# Given records start

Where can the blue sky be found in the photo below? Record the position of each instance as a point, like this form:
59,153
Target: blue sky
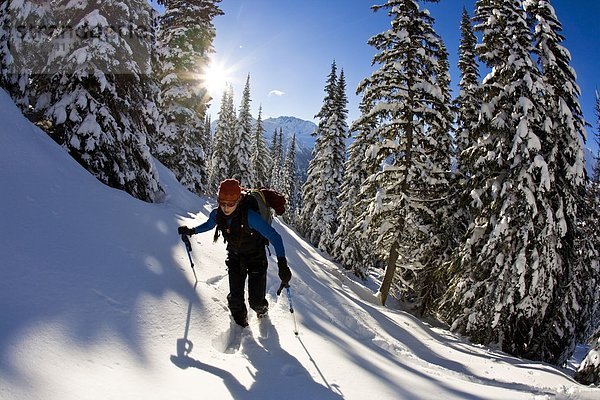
287,47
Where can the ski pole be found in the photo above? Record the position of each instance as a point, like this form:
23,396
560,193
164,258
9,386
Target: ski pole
289,296
188,247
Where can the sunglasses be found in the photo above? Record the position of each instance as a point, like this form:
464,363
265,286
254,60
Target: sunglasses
228,204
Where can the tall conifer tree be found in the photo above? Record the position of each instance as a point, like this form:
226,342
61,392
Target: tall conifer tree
408,97
220,160
261,158
318,217
90,87
241,149
186,36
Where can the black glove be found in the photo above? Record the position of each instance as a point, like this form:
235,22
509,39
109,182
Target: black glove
284,271
184,230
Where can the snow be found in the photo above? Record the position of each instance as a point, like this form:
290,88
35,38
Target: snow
98,301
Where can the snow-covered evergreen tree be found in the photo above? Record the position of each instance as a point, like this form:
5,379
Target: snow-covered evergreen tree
241,149
6,60
318,218
410,156
207,136
289,182
349,249
24,31
276,159
261,157
91,89
467,103
516,271
186,35
224,131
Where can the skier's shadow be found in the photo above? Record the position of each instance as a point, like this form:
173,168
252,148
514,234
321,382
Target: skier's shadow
274,369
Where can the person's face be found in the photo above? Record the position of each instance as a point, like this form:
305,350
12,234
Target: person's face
228,207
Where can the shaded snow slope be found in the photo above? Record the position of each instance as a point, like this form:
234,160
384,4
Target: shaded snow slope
98,301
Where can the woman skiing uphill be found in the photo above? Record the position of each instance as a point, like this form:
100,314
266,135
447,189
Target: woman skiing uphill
246,234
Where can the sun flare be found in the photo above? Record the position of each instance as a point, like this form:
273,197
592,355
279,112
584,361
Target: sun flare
216,77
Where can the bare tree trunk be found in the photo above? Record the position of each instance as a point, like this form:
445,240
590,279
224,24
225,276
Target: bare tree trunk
390,270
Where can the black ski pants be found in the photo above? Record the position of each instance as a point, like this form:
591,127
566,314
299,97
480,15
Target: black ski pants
251,266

# Given records end

Problem to solve
Return the listing above unchanged, apart from dropping its pictures.

Solution to this task
Where can the blue sky be found in the photo below? Record the position of each instance as a point, like this form:
59,153
Target: blue sky
287,47
Where can the ski pole be found in the photo above? Record the position of each instance as a point, like this form:
23,396
560,193
164,258
9,386
Target: ski pole
289,296
188,247
Where can the sunglasses be found in the photo above? Record the position of each instance as a point, like this form:
464,363
265,286
254,60
Target: sunglasses
228,204
Where can the tall conifer tree be found in the photo above? Record the position of each instance as a point, like this form:
226,342
61,392
Target: tall conifer tree
408,97
220,160
261,158
318,217
90,87
241,149
186,36
Where can the black glove be found in the photo above? Record the position of each instance as a point, like this form:
235,22
509,39
109,182
Target: black glove
284,271
184,230
Where can the snow be found in the photo above? Record the position of each instance as a point, like this form:
290,88
35,38
Target: snow
98,301
Where can the snow-covered evergreen tree be found in the photo above? Record the position of each instance as a point, like this form:
5,379
Target: snow-covered evergreen tree
241,149
6,60
318,218
410,156
207,136
289,182
349,249
24,31
276,159
261,157
91,89
467,103
516,271
186,35
224,131
Where can the skier's shadow be found in the photo above? Record the position of each instance as a point, like this form:
173,168
252,148
514,234
321,382
Target: skier's shadow
274,369
Where can the person's face be found in the photo above? Record the position of each instance as a point, like this form:
305,350
12,234
Target: person's face
228,207
Where can the shaded snow slope be found in the photo above? Record the position of each instance as a point, like this form:
234,160
384,4
Target: shaded snow slope
98,301
Where can the woman skiing uphill be found in the photo above? Record the position of each instance as a point, like this form:
100,314
266,135
447,189
Target: woman skiing uphill
246,234
Where can the sun flare be found in the photo above? Record the position of each instance as a point, like this form:
273,197
592,355
279,112
584,361
Target: sun flare
216,77
Where can the bare tree trunk be found in the photo above? Record the position of each instance as a point, like this form:
445,240
590,279
224,24
225,276
Target: bare tree trunk
390,270
Where can the black ski pants be found in the photo above? Record the position of each instance as a point, like this form:
591,127
566,314
299,97
480,15
Target: black ski pants
251,266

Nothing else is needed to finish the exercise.